Exercise aim =>
Extend the passage below on unusual tax deductions, picking up after its last sentence.

Document text =>

In 1962, the IRS ruled that a taxpayer could deduct the costs of a clarinet and clarinet lessons for his son because an orthodontist recommended playing the instrument as a way to treat his severe overbite.
An exotic dancer in 1988 wrote off about $2,000 for the depreciation of her breast implants, arguing to the U.S. Tax Court that the implants were a “stage prop” that boosted her earnings substantially. Before the implants, she made up to $750 a week. After, her earnings in a 20-week period were $70,000, or about $3,500 a week. The U.S. Tax Court ruled that her implants — size 56N after a second surgery — were for work rather than a personal benefit, and allowed the deduction.
Cat Food, Part 2
A woman used her own money to care for feral cats that she fostered in her home for a charity that specialized in the neutering of wild cats. She spent more than $12,000 of her own money paying for vet bills, food and other items.

Listed entries =>
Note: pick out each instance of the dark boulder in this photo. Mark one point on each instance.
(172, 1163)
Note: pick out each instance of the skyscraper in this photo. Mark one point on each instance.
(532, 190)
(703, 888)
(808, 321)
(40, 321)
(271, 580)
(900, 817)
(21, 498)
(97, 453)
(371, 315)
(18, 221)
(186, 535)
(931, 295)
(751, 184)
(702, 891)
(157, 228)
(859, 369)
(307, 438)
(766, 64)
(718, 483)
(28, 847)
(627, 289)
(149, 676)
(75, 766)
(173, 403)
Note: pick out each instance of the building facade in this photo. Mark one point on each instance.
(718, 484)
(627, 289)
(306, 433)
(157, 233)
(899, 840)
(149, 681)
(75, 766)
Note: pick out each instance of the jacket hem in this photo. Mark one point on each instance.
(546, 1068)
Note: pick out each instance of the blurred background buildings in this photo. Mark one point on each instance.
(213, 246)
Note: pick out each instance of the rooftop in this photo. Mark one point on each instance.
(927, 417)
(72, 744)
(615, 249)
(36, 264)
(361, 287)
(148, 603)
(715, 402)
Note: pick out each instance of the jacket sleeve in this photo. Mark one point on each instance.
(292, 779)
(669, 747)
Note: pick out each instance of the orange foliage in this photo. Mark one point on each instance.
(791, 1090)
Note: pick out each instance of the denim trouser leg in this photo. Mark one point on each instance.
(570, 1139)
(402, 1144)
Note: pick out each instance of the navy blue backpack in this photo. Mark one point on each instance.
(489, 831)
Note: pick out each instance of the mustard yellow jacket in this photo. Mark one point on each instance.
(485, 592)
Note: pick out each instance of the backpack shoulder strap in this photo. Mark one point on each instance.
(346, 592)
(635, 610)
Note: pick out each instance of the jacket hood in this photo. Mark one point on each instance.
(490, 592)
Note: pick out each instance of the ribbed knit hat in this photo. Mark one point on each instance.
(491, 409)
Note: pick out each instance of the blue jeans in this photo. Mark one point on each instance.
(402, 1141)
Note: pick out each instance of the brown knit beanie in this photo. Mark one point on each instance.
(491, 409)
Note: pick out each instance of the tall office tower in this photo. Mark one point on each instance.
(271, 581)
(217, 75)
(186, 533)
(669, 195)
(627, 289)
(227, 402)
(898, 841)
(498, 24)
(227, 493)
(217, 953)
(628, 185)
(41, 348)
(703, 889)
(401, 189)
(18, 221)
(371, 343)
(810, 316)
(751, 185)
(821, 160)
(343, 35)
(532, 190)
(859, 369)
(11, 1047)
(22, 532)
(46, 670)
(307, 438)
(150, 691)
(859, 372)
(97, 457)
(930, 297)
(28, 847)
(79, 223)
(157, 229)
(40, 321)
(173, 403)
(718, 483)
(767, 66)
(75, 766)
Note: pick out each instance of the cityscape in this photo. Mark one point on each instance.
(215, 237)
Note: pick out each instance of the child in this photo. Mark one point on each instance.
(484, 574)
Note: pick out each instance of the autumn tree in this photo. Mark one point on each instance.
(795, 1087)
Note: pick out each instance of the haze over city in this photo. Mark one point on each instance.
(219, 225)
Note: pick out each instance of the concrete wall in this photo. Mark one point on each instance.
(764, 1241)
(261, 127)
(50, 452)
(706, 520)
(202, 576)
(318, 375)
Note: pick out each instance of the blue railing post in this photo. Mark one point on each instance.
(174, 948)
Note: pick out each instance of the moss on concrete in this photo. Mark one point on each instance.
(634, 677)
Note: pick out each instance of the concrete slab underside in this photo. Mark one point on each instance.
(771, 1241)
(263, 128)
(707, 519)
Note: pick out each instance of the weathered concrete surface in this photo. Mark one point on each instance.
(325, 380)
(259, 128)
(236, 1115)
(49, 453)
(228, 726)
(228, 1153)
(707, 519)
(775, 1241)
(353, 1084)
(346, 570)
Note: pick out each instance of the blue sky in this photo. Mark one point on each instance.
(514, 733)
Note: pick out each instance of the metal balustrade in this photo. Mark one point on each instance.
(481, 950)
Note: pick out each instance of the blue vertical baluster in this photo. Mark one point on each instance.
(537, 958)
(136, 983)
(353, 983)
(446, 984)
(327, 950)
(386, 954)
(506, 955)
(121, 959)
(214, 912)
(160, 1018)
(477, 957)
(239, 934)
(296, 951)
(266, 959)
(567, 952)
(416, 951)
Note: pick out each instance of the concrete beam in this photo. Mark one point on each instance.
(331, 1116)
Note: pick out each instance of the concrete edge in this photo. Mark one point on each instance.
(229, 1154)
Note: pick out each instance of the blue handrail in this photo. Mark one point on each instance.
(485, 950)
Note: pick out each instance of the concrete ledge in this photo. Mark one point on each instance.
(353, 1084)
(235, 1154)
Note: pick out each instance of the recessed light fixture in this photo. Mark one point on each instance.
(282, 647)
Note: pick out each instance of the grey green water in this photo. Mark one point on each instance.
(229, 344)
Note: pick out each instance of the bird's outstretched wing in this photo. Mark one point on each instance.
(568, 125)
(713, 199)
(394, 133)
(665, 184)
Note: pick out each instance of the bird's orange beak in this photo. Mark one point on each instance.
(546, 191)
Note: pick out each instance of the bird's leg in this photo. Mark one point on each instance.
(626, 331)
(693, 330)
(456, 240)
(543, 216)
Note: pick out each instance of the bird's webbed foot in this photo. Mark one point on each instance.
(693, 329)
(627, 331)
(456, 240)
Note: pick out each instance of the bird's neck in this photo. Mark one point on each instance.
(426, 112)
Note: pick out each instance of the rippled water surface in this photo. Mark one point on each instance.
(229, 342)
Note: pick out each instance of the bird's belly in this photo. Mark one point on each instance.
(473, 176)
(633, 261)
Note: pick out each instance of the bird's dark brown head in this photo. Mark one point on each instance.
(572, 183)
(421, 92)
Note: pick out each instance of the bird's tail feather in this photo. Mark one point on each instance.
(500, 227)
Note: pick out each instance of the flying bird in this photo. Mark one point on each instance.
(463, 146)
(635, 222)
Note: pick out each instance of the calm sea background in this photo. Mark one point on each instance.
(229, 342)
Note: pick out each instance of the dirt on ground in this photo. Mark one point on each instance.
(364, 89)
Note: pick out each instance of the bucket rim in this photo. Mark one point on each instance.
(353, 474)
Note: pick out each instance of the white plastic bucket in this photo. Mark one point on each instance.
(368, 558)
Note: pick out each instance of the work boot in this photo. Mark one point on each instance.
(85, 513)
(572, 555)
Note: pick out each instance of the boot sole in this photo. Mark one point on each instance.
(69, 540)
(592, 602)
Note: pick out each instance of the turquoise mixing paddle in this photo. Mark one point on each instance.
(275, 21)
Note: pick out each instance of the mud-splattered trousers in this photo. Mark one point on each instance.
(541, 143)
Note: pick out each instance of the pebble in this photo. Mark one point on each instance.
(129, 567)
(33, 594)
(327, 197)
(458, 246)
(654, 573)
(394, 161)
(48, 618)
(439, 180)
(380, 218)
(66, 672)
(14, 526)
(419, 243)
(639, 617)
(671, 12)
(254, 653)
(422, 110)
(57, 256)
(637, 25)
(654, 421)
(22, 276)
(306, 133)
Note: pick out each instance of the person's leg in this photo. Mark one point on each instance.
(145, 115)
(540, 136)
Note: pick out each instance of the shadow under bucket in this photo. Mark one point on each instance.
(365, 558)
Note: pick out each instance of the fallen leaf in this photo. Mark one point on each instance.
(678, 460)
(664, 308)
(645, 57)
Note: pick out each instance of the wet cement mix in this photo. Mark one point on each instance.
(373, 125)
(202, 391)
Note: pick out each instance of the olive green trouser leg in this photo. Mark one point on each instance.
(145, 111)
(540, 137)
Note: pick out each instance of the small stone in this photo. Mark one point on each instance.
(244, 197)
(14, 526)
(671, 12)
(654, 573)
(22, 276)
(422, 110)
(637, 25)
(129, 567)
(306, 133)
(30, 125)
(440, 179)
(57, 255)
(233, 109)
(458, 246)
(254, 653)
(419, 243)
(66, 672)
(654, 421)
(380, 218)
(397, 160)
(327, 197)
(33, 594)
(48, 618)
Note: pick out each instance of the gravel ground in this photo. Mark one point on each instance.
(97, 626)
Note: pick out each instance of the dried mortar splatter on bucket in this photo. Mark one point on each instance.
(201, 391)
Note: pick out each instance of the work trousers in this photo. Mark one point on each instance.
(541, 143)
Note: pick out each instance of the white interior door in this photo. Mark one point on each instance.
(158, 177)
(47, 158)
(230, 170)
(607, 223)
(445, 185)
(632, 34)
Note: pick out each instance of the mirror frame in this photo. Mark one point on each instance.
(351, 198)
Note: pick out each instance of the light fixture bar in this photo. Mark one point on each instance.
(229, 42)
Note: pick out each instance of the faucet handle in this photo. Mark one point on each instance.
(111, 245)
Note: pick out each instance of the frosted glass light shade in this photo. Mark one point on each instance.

Your response =>
The Tax Court ruled that she can claim a charitable deduction for her expenses, but limited her write-off because she didn’t meet the substantiation rules, failing to procure a contemporaneous written acknowledgment from the charity each time she spent $250 or more on the charity’s behest. With the proper documentation, she could have deducted all the costs she incurred for the organization.
Fees paid to a sitter to enable a parent to get out of the house and do volunteer work for a charity are deductible as charitable contributions even though the money didn't go directly to the charity, according to the Tax Court. The court expressly rejected a contrary IRS revenue ruling.
A taxpayer with emphysema put in a pool after his doctor told him to develop an exercise regime. He swam in it twice a day and improved his breathing capacity. Turns out he swam in the pool more than his family did. The Tax Court allowed him to deduct the cost of the pool (to the extent the cost exceeded the amount it added to the value of the property) as a medical expense because its primary purpose was for medical care. Also, the cost of heating the pool, pool chemicals and a proportionate part of insuring the pool area are treated as medical expenses.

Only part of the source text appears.